**Work to do:** Reproduce the closing part of the entries exactly: the line with "Where can you find the dense treeline" and all lines after it, ending with the last line, and nothing else.

>>>

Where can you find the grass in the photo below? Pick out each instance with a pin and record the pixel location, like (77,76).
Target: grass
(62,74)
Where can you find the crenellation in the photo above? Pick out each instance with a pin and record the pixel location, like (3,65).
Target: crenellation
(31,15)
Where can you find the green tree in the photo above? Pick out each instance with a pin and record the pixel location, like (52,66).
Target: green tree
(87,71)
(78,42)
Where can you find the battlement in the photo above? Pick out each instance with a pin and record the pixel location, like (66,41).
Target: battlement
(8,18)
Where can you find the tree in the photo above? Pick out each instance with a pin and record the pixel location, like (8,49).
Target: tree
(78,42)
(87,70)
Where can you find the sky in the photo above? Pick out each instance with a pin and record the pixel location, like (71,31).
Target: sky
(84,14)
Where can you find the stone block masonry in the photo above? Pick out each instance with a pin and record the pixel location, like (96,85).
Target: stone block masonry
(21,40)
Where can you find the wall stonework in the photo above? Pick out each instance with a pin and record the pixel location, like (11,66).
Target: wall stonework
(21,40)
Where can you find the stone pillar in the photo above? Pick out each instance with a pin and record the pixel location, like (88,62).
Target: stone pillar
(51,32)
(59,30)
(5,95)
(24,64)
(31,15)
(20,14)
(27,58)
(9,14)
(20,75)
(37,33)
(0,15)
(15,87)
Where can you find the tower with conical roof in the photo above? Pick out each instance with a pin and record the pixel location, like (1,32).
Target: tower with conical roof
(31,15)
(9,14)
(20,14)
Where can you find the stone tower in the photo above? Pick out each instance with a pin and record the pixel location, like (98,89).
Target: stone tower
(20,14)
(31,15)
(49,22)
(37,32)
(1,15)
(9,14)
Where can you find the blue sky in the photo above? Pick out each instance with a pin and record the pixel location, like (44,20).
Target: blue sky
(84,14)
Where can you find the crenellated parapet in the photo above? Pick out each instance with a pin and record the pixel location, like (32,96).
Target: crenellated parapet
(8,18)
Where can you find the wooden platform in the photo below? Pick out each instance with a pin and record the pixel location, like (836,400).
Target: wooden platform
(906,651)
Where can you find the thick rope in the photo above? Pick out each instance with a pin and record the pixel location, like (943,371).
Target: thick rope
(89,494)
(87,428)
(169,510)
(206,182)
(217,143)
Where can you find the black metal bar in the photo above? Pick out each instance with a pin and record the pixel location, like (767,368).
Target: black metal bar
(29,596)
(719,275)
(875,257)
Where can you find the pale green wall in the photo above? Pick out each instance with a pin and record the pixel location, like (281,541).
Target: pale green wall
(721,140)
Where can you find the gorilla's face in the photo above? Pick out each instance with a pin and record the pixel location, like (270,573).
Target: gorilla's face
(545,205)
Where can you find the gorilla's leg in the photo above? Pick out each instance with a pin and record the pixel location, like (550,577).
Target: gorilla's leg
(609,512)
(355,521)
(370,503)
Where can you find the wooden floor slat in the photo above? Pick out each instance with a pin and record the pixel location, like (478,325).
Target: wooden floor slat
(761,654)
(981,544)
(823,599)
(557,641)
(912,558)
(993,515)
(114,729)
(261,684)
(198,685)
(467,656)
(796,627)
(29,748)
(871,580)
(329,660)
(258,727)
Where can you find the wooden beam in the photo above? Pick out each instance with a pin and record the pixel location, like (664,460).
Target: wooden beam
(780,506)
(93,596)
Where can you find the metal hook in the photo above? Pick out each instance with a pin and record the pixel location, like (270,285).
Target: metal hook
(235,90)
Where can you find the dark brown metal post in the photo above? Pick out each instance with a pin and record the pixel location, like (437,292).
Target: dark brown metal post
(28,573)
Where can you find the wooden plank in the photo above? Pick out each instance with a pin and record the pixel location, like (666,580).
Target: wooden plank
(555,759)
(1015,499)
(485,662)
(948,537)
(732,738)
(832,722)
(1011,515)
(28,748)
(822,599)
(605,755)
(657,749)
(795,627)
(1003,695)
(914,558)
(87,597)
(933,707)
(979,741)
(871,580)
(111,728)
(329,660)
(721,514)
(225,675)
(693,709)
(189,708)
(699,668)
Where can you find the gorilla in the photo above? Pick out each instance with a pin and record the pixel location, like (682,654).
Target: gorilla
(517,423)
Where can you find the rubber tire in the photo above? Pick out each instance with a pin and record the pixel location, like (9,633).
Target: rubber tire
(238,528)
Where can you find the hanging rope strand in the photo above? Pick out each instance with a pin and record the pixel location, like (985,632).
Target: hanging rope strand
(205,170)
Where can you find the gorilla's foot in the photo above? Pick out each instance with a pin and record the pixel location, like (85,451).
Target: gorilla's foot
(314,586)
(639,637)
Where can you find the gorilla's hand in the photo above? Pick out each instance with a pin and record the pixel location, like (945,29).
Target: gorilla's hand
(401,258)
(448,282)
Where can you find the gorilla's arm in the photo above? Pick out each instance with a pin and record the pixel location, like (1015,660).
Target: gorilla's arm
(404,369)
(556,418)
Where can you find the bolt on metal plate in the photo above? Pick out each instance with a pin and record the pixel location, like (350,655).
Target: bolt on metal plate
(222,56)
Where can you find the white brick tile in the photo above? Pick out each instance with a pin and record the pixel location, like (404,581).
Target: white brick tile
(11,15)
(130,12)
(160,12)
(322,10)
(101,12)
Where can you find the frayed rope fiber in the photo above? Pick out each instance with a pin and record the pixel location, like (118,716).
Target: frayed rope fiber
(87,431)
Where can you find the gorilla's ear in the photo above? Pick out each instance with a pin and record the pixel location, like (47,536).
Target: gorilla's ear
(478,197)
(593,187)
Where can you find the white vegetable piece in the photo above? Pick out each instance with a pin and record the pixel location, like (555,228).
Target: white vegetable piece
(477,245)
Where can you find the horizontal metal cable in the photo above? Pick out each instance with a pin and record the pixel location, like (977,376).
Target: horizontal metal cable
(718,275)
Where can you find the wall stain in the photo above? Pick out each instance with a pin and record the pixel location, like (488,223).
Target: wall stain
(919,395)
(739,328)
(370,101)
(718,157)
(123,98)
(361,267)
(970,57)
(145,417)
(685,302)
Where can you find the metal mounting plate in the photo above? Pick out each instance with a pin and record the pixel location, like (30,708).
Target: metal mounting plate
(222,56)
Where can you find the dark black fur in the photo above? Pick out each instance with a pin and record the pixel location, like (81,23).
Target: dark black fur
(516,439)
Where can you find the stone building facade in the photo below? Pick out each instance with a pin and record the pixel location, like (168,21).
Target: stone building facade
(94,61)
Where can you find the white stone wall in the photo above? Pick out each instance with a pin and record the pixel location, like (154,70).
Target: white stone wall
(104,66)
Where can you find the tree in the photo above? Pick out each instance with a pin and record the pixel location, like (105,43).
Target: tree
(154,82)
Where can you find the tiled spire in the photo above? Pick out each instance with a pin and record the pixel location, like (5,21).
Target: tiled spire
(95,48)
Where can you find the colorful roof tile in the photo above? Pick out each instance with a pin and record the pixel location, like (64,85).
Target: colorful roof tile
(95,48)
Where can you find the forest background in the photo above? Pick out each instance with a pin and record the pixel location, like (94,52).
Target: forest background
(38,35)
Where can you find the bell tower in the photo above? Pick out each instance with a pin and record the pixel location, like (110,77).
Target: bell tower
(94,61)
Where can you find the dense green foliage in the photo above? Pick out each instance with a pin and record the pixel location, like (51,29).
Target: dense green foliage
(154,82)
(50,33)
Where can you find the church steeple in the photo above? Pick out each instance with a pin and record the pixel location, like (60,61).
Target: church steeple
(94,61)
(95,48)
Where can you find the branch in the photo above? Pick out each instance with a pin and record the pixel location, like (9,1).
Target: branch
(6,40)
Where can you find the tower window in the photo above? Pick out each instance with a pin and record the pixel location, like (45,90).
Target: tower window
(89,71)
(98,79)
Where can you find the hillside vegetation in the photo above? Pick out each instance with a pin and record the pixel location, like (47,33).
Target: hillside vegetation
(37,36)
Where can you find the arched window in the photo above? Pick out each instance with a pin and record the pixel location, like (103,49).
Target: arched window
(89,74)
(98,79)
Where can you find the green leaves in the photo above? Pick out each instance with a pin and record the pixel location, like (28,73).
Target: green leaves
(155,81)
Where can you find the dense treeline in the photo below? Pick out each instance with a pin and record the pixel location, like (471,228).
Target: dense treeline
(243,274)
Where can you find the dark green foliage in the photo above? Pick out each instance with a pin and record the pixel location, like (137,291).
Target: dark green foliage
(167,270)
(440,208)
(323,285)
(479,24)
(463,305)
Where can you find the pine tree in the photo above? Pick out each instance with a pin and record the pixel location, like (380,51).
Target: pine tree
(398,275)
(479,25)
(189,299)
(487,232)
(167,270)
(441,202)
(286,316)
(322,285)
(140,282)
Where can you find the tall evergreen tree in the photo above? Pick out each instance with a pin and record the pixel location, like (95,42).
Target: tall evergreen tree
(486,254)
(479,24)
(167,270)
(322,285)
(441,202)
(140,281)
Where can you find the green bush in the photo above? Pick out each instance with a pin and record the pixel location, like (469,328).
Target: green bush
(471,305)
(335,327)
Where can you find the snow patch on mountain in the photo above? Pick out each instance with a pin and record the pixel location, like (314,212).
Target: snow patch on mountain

<<<

**Result below:**
Where can you find the dense treeline in the photo below? Pick out each instance with a pin and record the pixel location, like (471,228).
Target: dense treeline
(243,274)
Where can you find the dark green foliage in the photo above? Pick out each instance with a pin and record the pixel location, like (137,291).
Target: dark green foliage
(167,270)
(440,208)
(323,285)
(479,24)
(463,305)
Where can you find the pine tree in the photo above? Pick out each instance with a pin and record the pixel location, like (380,51).
Target: pine tree
(398,275)
(479,25)
(189,299)
(487,232)
(167,270)
(441,202)
(286,316)
(322,285)
(140,282)
Where can you find the tall evergreen tree in the photo above? Pick out each instance with a pin and record the pixel location, like (95,42).
Target: tall evergreen tree
(486,254)
(479,24)
(167,270)
(322,285)
(441,202)
(140,281)
Where can you find the green bush in the photo above? Pick out each instance with a pin and record the pixel location, like (469,328).
Target: green bush
(471,305)
(335,327)
Where can you find the snow patch on mountain in the photo above? Pick out each instance with a pin and record the pixel location, like (314,212).
Target: snow patch on mountain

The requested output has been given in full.